Ejercicios propuestos:
1: Traduce al inglés la siguiente oración del fragmento sobre Grothendieck: "Grothendieck terminará por aislarse del mundo convirtiéndose en una especie de paria."
2: Indica si cada afirmación concuerda con el fragmento sobre Grothendieck y cita las palabras del texto que lo deciden. (a) Grothendieck se retiró con el fin de proteger a los hombres. (b) Sus colaboradores más cercanos apoyaron su proyecto sin reservas. (c) El concepto de motivo se describe como un haz de luz.

Fragmento de lectura:
#####

Esa comprensión verdadera fue la que quiso alcanzar el matemático Alexander Grothendieck. Los científicos que Labatut me permite conocer en los tres relatos que suceden a ese primero Azul de Prusia me recuerdan más a Clara Immerwahr que a su esposo. Su conocimiento les hace sufrir. Las consecuencias, aun potenciales, de sus descubrimientos les causan zozobra. Grothendieck terminará por aislarse del mundo convirtiéndose en una especie de paria. Su retiro tuvo como fin proteger a los hombres para que nadie sufriera por lo que él había encontrado. «La cima de sus investigaciones fue el concepto de motivo: un haz de luz capaz de alumbrar todas las encarnaciones posibles de un objeto matemático. «El corazón del corazón», llamó a esa entidad ubicada en el epicentro del universo matemático, de la cual no conocemos salvo sus más lejanos destellos. Incluso sus colaboradores más cercanos consideraron que había ido demasiado lejos. Grothendieck quería atrapar el sol en una mano, desenterrar la raíz secreta capaz de unir innumerables teorías sin ninguna relación aparente. Le dijeron que era un proyecto imposible, más parecido a los delirios de un megalómano que a un programa de investigación científica. Alexander no escuchó. De tanto ahondar en los fundamentos, su mente había tropezado con el abismo».

#####

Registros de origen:
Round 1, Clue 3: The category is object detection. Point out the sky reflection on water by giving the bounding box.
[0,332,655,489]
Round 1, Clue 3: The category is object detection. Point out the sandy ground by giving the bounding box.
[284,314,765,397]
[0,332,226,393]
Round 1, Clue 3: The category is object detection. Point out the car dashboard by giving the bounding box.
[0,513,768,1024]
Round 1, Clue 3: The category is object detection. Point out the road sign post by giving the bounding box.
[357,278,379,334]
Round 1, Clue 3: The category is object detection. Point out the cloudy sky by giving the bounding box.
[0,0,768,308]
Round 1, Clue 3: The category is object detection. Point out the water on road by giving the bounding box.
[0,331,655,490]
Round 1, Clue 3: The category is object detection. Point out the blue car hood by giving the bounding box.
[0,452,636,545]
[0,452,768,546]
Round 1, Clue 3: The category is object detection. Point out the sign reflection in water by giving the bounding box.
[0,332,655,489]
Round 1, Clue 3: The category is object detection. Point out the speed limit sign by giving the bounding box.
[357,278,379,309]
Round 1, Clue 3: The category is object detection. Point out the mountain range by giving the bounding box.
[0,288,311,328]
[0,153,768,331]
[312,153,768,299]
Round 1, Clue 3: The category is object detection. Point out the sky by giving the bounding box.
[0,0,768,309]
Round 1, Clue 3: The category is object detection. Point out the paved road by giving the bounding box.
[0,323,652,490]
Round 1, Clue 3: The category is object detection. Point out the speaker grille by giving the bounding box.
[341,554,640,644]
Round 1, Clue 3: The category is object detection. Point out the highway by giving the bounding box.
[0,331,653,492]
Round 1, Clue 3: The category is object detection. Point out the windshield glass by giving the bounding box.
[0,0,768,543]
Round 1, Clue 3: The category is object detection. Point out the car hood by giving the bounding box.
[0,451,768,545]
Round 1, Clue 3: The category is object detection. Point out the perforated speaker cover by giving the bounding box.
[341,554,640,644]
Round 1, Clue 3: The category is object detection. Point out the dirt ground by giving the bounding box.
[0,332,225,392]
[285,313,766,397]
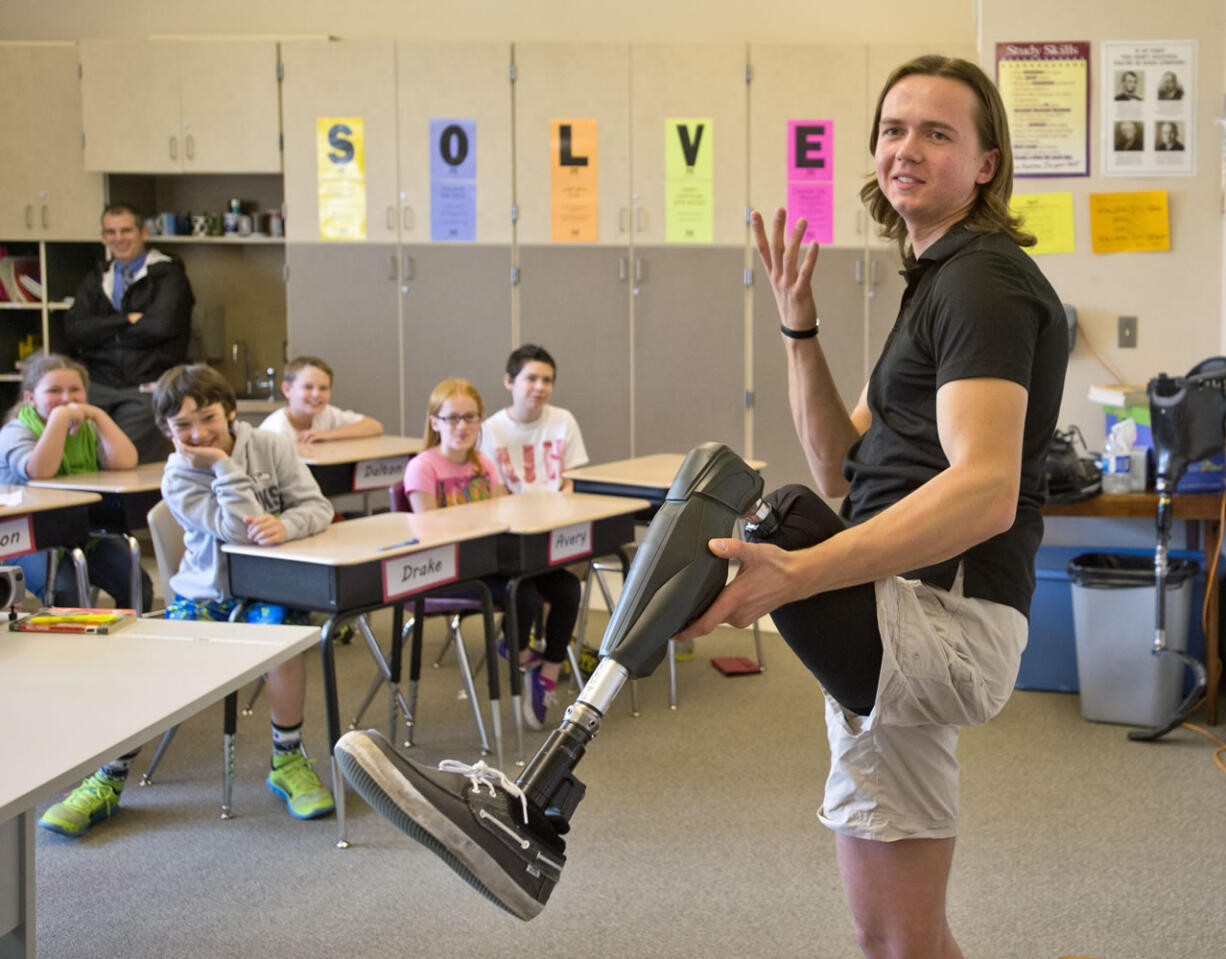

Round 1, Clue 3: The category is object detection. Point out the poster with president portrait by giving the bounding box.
[1102,40,1197,177]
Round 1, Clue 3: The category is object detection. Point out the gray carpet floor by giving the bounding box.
[28,617,1226,959]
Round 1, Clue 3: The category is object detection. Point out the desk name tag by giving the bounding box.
[383,543,460,602]
[353,456,408,493]
[0,513,36,559]
[549,522,592,567]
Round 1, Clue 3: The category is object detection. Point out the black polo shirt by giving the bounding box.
[843,226,1068,616]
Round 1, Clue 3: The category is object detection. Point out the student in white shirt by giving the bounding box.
[479,343,587,493]
[260,357,383,443]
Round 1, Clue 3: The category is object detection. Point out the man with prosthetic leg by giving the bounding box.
[336,443,767,920]
[337,55,1068,959]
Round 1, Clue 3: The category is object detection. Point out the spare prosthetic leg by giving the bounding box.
[336,443,767,920]
[1128,357,1226,742]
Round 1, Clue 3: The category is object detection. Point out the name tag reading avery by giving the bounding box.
[549,522,592,567]
[383,543,460,602]
[353,456,408,493]
[0,514,34,559]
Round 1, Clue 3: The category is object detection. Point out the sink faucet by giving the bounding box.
[230,340,253,396]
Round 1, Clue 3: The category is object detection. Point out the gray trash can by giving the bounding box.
[1068,553,1199,726]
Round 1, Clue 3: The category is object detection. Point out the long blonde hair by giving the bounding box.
[4,353,89,423]
[423,379,493,478]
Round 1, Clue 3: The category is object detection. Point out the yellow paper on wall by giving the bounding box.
[315,117,367,242]
[1009,193,1076,256]
[1090,190,1171,253]
[549,119,600,243]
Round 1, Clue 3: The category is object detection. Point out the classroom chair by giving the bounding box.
[349,483,492,753]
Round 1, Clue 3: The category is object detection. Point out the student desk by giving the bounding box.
[222,508,506,847]
[1043,493,1222,725]
[298,434,422,497]
[0,620,319,957]
[29,461,166,612]
[436,492,651,764]
[0,484,99,608]
[563,453,766,519]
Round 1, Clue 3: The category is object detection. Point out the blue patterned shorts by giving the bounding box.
[166,594,310,625]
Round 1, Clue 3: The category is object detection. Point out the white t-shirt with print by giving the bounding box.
[479,406,587,493]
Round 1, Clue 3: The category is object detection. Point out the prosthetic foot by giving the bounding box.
[336,443,767,920]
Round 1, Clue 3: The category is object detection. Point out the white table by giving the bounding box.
[0,619,319,959]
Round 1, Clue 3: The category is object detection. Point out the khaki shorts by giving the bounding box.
[818,571,1026,841]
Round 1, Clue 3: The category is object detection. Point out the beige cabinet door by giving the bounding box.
[396,43,512,243]
[630,43,748,246]
[174,40,281,173]
[281,40,400,244]
[0,43,103,239]
[515,43,630,246]
[80,40,184,173]
[749,44,873,248]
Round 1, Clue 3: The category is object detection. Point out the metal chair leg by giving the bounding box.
[141,724,179,786]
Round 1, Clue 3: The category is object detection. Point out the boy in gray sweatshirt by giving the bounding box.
[39,364,333,836]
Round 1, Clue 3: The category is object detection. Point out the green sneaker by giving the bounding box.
[38,773,124,839]
[267,753,336,819]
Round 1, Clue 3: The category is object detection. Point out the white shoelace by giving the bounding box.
[439,759,528,825]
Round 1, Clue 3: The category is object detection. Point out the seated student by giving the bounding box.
[0,353,153,611]
[260,357,383,443]
[39,364,332,836]
[405,379,580,730]
[481,343,587,493]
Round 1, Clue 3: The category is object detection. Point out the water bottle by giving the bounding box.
[1102,418,1137,493]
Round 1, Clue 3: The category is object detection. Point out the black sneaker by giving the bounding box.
[336,730,566,920]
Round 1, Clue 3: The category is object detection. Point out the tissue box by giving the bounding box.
[1102,406,1226,493]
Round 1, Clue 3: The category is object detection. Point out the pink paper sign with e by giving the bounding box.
[786,120,835,243]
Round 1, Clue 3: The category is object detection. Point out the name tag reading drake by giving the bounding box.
[383,543,460,602]
[353,456,408,493]
[0,514,34,559]
[549,522,592,567]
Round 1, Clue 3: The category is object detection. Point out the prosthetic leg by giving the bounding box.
[336,443,770,920]
[1128,357,1226,742]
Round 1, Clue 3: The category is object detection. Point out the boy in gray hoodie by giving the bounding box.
[39,364,333,836]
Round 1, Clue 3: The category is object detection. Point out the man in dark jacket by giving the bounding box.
[64,204,196,462]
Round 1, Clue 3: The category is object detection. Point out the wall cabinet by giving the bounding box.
[80,40,281,173]
[0,43,103,240]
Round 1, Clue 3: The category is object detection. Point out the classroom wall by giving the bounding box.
[978,0,1226,446]
[7,0,1226,456]
[0,0,975,43]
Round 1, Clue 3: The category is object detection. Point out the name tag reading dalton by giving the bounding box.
[549,522,592,567]
[384,543,460,602]
[353,456,408,493]
[0,514,36,559]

#####

Soluciones:
1: Grothendieck will end up isolating himself from the world, becoming a kind of pariah.

2:
(a) Sí: "Su retiro tuvo como fin proteger a los hombres para que nadie sufriera por lo que él había encontrado."
(b) No: "Incluso sus colaboradores más cercanos consideraron que había ido demasiado lejos."
(c) Sí: "el concepto de motivo: un haz de luz capaz de alumbrar todas las encarnaciones posibles de un objeto matemático"